* _DOCUMENT TEXT_:

···

Out of this opposition of the cities and princes to the ruling crown of the province grew independent centers of economic prosperity and spiritual cultivation. As happened everywhere, these centers furthered the dissolution of the Middle Age culture of Christian unity wherever they sprang up.

Connected to the large-scale commercial trade and robust education in the province are also the manifold personal connections of the academic youth and great historical personalities of Silesia with the Wittenberg circle of reformers, which were maintained in active correspondence. Traveling merchants, booksellers, letter carriers (the so-called tabellarii), military personnel, intimate friends, students, and all kinds of vagrants brought the “news (Kunde)” and “all the latest (neuen Zeitungen)” from Wittenberg – for which Melanchthon was the spiritual point of contact – to Breslau, and vice versa. Both cities maintained a lively, mutual news exchange.12 And how many Silesian students have been recommended to the University of Wittenberg by clergy and laity, by a Johann Hess, Valentin Trotzendorf, Ambrosius Moiban, Crato von Krafthein, and others! On the other hand, how little Johann Hess might have accomplished – fainthearted man that he was, repeatedly despairing of his reformatory calling – if not for the strong and faithful support that he enjoyed in the friendship of the Wittenberg reformers!

···

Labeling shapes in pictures
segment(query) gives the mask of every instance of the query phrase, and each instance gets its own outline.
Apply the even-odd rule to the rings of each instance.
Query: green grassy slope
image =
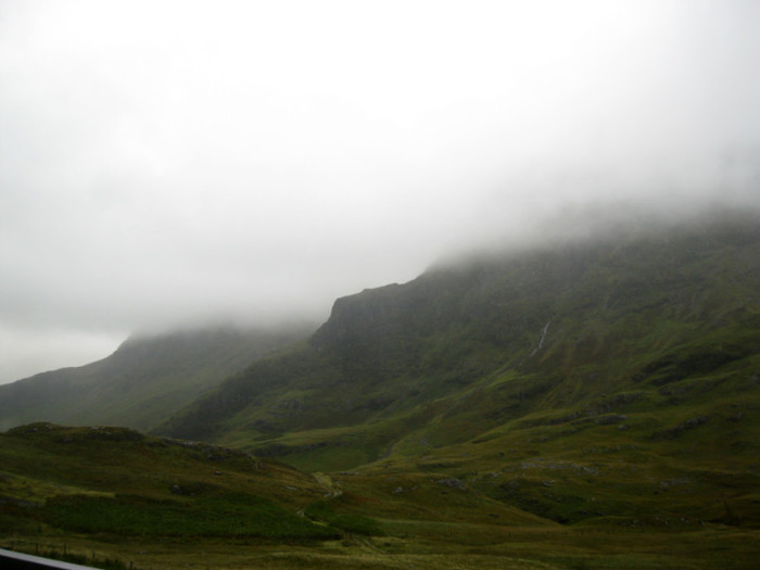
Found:
[[[599,478],[598,465],[501,457],[503,467],[521,471],[516,484],[494,473],[460,473],[466,481],[447,472],[469,469],[469,452],[451,446],[416,466],[396,458],[309,476],[123,428],[24,426],[0,434],[0,546],[132,570],[755,568],[760,531],[751,525],[664,511],[649,520],[558,524],[493,490],[521,497],[528,509],[534,486],[544,499],[570,502],[562,492],[571,479]],[[637,465],[647,469],[646,460]],[[659,498],[647,499],[667,509],[699,484],[671,477],[658,482]],[[612,492],[597,485],[585,501],[606,508]],[[736,501],[725,504],[742,517]]]
[[[309,332],[217,328],[131,338],[97,363],[0,385],[0,428],[54,421],[147,430]]]
[[[344,297],[309,342],[160,431],[343,469],[418,430],[434,448],[613,394],[660,402],[732,366],[751,377],[759,235],[745,219],[547,248]]]

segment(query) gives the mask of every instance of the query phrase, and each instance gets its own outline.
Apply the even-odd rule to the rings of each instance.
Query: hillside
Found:
[[[0,428],[33,421],[148,430],[312,329],[210,328],[127,339],[111,356],[0,385]]]
[[[749,217],[442,266],[338,300],[157,431],[558,522],[757,524],[759,283]]]
[[[173,343],[119,358],[168,371]],[[339,299],[153,431],[0,434],[0,547],[116,569],[756,568],[760,221]]]

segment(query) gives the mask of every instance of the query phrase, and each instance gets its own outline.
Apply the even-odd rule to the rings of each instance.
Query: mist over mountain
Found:
[[[578,212],[755,206],[759,22],[745,0],[9,0],[0,382],[132,331],[324,320]]]
[[[0,428],[33,421],[148,430],[224,378],[311,333],[311,326],[210,327],[136,334],[96,363],[0,387]]]

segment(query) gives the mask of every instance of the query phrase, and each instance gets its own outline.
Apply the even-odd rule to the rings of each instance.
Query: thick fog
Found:
[[[760,203],[760,2],[0,4],[0,382],[583,211]]]

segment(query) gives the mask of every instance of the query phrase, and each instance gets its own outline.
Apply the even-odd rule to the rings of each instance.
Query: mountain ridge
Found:
[[[134,334],[101,360],[0,385],[0,426],[53,421],[148,430],[227,376],[311,330],[208,327]]]

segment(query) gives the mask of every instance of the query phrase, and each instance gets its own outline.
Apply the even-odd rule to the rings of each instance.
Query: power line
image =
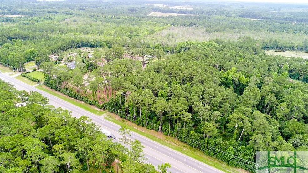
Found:
[[[17,69],[18,70],[20,70],[20,69],[18,68],[12,67],[9,65],[5,63],[1,62],[0,62],[0,64],[2,65],[4,64],[5,66],[7,67],[10,67],[11,68],[13,67]],[[107,109],[109,111],[111,111],[112,112],[115,113],[116,114],[118,114],[119,116],[120,116],[121,115],[123,117],[125,116],[126,119],[127,119],[129,121],[135,121],[135,123],[136,122],[136,121],[137,120],[140,121],[141,122],[145,121],[144,122],[145,122],[146,124],[149,125],[150,126],[152,126],[154,127],[156,127],[156,128],[159,128],[160,126],[157,124],[153,123],[151,122],[148,121],[146,121],[145,120],[140,118],[137,116],[135,116],[135,117],[133,118],[131,117],[131,116],[132,116],[133,115],[128,114],[126,112],[122,111],[121,110],[117,109],[113,107],[107,106],[105,105],[100,104],[98,102],[95,101],[87,98],[81,96],[74,92],[71,91],[69,91],[68,89],[63,88],[53,84],[51,83],[49,81],[44,81],[44,82],[49,84],[50,86],[54,87],[55,88],[57,88],[56,90],[60,92],[62,92],[61,91],[61,90],[64,90],[65,91],[67,92],[69,96],[71,96],[69,95],[69,94],[70,94],[72,96],[74,96],[77,98],[79,97],[82,98],[82,101],[87,101],[87,103],[88,103],[90,102],[97,107],[102,107],[102,108],[104,108],[105,109]],[[99,107],[99,108],[100,107]],[[135,119],[136,120],[135,120]],[[185,141],[187,143],[193,147],[198,148],[202,151],[208,151],[212,153],[214,155],[219,155],[219,154],[220,154],[220,158],[224,158],[225,159],[228,161],[229,162],[234,161],[235,163],[236,163],[236,164],[238,165],[239,165],[243,166],[243,168],[249,167],[250,168],[252,169],[252,170],[254,170],[255,169],[255,166],[256,166],[256,163],[250,161],[245,159],[233,155],[232,155],[230,153],[228,153],[222,150],[218,149],[209,146],[204,146],[204,144],[199,141],[188,138],[186,136],[182,136],[182,137],[180,137],[179,139],[178,136],[181,136],[181,134],[176,133],[174,131],[169,131],[169,129],[167,129],[165,127],[162,127],[161,130],[162,132],[165,133],[168,133],[169,134],[172,135],[172,136],[173,136],[174,137],[175,137],[175,138],[176,139],[179,139],[180,141],[182,140]],[[204,147],[203,147],[203,146],[204,146]],[[230,158],[228,158],[228,157],[229,157]]]

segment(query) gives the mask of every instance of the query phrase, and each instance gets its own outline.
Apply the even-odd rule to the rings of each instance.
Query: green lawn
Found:
[[[35,87],[65,100],[76,106],[82,108],[92,113],[98,115],[102,115],[106,113],[106,112],[105,111],[98,110],[94,107],[94,106],[91,106],[86,103],[85,103],[83,102],[69,97],[68,96],[65,96],[53,90],[52,90],[44,86],[38,85],[36,86]]]
[[[44,80],[44,73],[40,71],[35,71],[27,74],[31,77],[38,79],[41,81]]]
[[[2,65],[0,65],[0,71],[2,73],[5,73],[13,72],[11,69],[4,67]]]
[[[32,70],[34,67],[30,67],[35,65],[35,62],[34,61],[30,61],[25,64],[25,67],[28,70]]]
[[[17,76],[15,77],[15,78],[30,85],[34,85],[37,84],[38,83],[36,82],[33,81],[29,79],[28,79],[27,77],[23,77],[21,76],[21,75],[18,76]]]

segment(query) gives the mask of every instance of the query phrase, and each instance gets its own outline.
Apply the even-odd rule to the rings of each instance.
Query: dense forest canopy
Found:
[[[307,8],[219,2],[5,0],[0,4],[0,62],[24,71],[24,63],[35,61],[49,87],[99,108],[124,112],[122,117],[254,171],[247,164],[254,162],[256,151],[308,151],[307,59],[264,51],[308,51]],[[152,12],[198,15],[148,15]],[[7,16],[12,15],[24,16]],[[188,32],[175,34],[183,29]],[[194,40],[200,31],[211,39]],[[82,50],[87,47],[93,52]],[[73,53],[59,55],[65,51]],[[55,59],[50,57],[54,56]],[[68,68],[68,63],[75,68]],[[47,126],[45,111],[55,117],[69,114],[46,108],[43,102],[42,115],[31,116],[29,100],[15,107],[16,96],[8,96],[11,97],[2,99],[11,106],[2,103],[0,107],[5,115],[3,124],[10,124],[10,116],[15,115],[10,114],[11,109],[28,110],[31,118],[20,118],[35,125],[28,124],[29,131],[23,137],[42,138],[45,143],[40,141],[40,146],[44,155],[55,160],[63,157],[48,150],[62,142],[55,133],[49,143],[48,136],[36,135]],[[82,120],[67,116],[72,120],[66,124],[68,128],[80,131],[74,134],[76,140],[96,141],[98,135],[85,136],[77,127]],[[2,135],[18,134],[8,130]],[[74,144],[68,144],[65,151],[78,150],[71,146]],[[217,154],[213,148],[231,156]],[[19,161],[24,160],[25,150],[14,151],[21,158]],[[130,160],[128,156],[125,159]],[[84,159],[79,164],[84,165]],[[44,164],[34,161],[31,169],[41,170]],[[13,163],[2,166],[18,165]],[[139,168],[150,167],[136,164]]]
[[[114,172],[116,160],[125,172],[157,172],[143,163],[144,147],[138,140],[113,142],[88,117],[73,117],[47,105],[38,93],[18,91],[1,80],[0,93],[0,172]]]

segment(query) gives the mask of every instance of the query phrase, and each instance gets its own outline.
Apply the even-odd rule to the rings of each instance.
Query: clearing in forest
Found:
[[[193,8],[185,6],[175,6],[173,5],[167,5],[162,4],[145,4],[146,5],[154,5],[159,7],[163,8],[169,8],[174,9],[181,9],[181,10],[193,10]]]
[[[197,14],[179,14],[178,13],[163,13],[160,12],[152,12],[149,14],[148,16],[199,16]]]
[[[301,57],[304,59],[308,59],[308,52],[265,51],[265,53],[268,55],[282,55],[287,57]]]
[[[24,15],[17,15],[15,14],[10,15],[8,14],[6,15],[0,15],[0,17],[24,17],[26,16]]]
[[[38,79],[41,81],[44,80],[44,73],[41,71],[37,70],[29,73],[27,74],[28,76]]]

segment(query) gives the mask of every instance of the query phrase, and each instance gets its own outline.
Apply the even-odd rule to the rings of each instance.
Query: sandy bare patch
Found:
[[[148,16],[199,16],[197,14],[185,14],[178,13],[162,13],[160,12],[152,12],[149,14]]]

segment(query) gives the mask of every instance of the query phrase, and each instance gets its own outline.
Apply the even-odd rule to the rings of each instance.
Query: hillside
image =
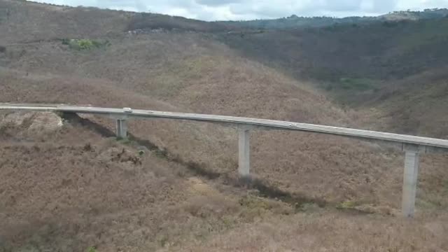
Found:
[[[427,9],[424,11],[394,11],[377,17],[298,17],[296,15],[272,20],[255,20],[247,21],[222,21],[220,23],[237,27],[253,29],[290,29],[299,27],[322,27],[337,24],[359,25],[379,22],[398,20],[419,20],[446,18],[448,9]]]
[[[241,38],[219,24],[180,18],[9,0],[0,6],[13,10],[0,22],[6,35],[0,38],[2,102],[129,106],[356,127],[371,119],[332,102],[314,78],[290,74],[285,59],[294,62],[311,47],[283,57],[274,53],[286,41],[295,44],[295,32],[306,32],[305,41],[323,30]],[[167,24],[169,20],[177,24]],[[276,41],[276,34],[289,35]],[[270,42],[264,44],[264,38]],[[252,44],[272,54],[257,57]],[[340,49],[335,53],[344,55]],[[374,97],[370,101],[369,108],[378,106]],[[0,226],[6,227],[0,251],[448,248],[446,156],[422,158],[419,212],[410,222],[394,216],[402,155],[377,144],[254,130],[254,181],[244,184],[237,175],[234,128],[131,121],[130,140],[118,141],[113,120],[81,116],[0,115]]]

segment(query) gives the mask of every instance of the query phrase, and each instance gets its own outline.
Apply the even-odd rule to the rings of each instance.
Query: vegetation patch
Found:
[[[78,50],[92,50],[95,48],[104,48],[106,46],[109,46],[111,43],[108,41],[99,41],[94,39],[70,39],[70,38],[64,38],[62,39],[62,44],[69,46],[69,48]]]
[[[363,91],[373,89],[375,82],[366,78],[341,78],[338,84],[344,90]]]
[[[354,201],[352,200],[346,200],[344,201],[341,203],[340,203],[336,208],[338,209],[343,209],[343,210],[346,210],[346,209],[354,209],[355,207],[358,205],[358,204],[356,204],[356,202],[355,202]]]

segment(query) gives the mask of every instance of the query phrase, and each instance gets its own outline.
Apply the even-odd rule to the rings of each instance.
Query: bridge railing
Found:
[[[414,215],[420,154],[448,150],[448,140],[446,139],[234,116],[133,110],[130,108],[96,108],[64,104],[0,104],[0,110],[71,112],[106,115],[116,120],[116,134],[117,137],[119,138],[126,138],[127,136],[127,121],[132,118],[158,118],[237,125],[239,136],[238,172],[241,176],[250,176],[250,131],[251,130],[268,129],[302,131],[356,138],[366,141],[388,142],[405,152],[402,212],[407,217],[413,217]]]

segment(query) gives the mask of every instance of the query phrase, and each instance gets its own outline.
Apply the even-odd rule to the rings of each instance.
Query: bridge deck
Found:
[[[277,130],[297,130],[360,139],[381,140],[440,148],[448,148],[448,140],[445,139],[393,134],[371,130],[351,129],[341,127],[235,116],[206,115],[190,113],[165,112],[141,109],[134,109],[130,113],[125,111],[123,108],[66,106],[63,104],[0,104],[0,110],[27,110],[41,111],[74,112],[79,113],[125,115],[129,118],[158,118],[230,123],[248,126],[262,127]]]

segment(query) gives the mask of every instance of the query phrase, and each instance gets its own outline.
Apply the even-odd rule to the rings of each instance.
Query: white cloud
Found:
[[[204,20],[301,16],[374,15],[448,8],[448,0],[35,0],[55,4],[149,11]]]

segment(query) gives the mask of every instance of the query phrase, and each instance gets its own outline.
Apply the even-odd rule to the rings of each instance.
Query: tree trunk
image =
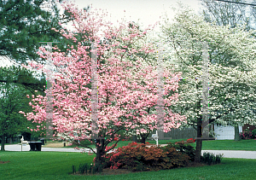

···

* _TASKS TO COMPLETE_:
1/ According to the Silesia passage, what were the letter carriers called?
2/ How many lines of the listing contain the string "mountain"? Case counts; reply with the number only.
The listing has no connection to the Silesia passage.

* _EXERCISE SOLUTIONS_:
1/ The tabellarii.

2/ 2